◆ Activity
As you look over the data below, please find each line where the word "segment" appears, then copy it.

◆ Provided data
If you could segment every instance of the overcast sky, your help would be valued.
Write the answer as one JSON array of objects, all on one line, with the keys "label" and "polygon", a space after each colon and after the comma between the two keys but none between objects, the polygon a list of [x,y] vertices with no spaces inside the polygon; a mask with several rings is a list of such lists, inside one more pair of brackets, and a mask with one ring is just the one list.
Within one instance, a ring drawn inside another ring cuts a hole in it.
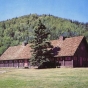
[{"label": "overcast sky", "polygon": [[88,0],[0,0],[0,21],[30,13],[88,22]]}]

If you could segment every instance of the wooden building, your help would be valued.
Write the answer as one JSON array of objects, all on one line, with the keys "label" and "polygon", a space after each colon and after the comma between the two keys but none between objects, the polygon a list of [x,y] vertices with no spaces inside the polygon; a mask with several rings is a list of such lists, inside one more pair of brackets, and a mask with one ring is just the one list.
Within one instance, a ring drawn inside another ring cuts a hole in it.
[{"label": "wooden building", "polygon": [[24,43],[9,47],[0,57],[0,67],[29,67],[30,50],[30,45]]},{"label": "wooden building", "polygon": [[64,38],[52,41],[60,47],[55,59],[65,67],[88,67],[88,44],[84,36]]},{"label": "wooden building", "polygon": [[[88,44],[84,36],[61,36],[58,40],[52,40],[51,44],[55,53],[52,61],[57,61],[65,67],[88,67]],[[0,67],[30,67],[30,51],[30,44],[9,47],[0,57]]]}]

...

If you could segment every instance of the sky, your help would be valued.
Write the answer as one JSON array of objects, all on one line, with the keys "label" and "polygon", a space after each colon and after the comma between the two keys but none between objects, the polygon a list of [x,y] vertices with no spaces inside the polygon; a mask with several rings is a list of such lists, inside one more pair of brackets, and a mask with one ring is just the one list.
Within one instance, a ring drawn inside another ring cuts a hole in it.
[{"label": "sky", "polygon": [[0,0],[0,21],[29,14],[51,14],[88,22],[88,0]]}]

...

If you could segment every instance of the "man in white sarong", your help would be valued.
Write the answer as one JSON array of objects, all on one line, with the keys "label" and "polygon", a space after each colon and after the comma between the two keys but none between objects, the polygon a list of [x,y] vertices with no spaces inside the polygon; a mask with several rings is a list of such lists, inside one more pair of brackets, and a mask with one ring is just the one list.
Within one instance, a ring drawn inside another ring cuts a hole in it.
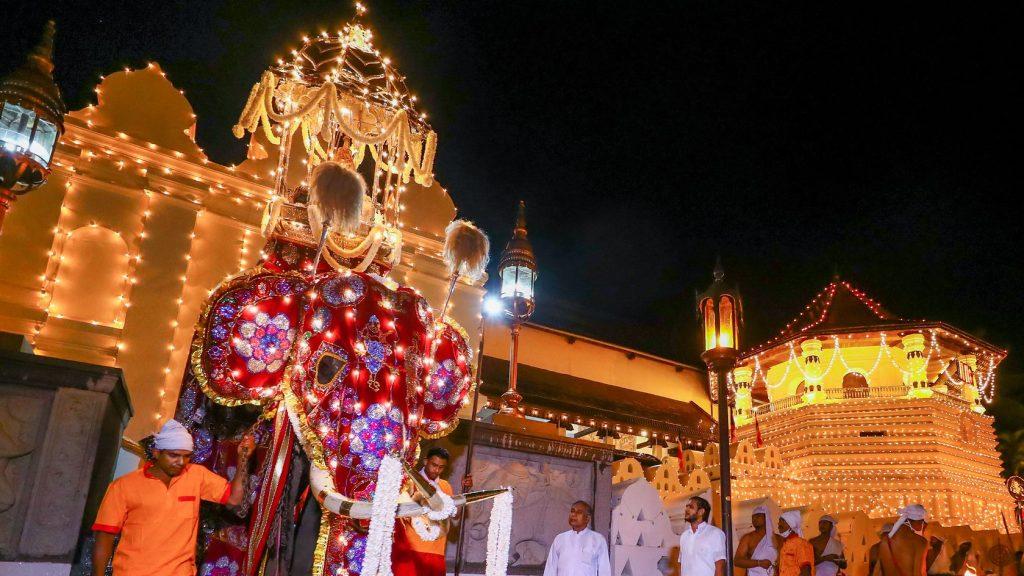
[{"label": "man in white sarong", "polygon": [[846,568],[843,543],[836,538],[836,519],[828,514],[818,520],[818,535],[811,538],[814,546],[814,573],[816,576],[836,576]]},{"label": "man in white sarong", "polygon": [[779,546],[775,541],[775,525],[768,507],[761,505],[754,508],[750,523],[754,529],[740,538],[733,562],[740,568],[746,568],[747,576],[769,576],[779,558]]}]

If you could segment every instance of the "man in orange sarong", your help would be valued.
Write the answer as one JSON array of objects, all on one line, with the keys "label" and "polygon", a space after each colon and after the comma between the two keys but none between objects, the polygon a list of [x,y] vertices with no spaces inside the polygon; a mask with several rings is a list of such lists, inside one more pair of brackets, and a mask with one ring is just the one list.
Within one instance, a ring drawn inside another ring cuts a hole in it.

◆ Exercise response
If you could segment every instance of the overcast sky, your help would be valued.
If you could segment every instance of the wooden building, your help would be valued.
If you could segment every instance of the sky, your help would be valued.
If you could segment every instance of the "man in white sarong", your help would be valued.
If you could segment every instance of the "man in orange sarong", your help would be valued.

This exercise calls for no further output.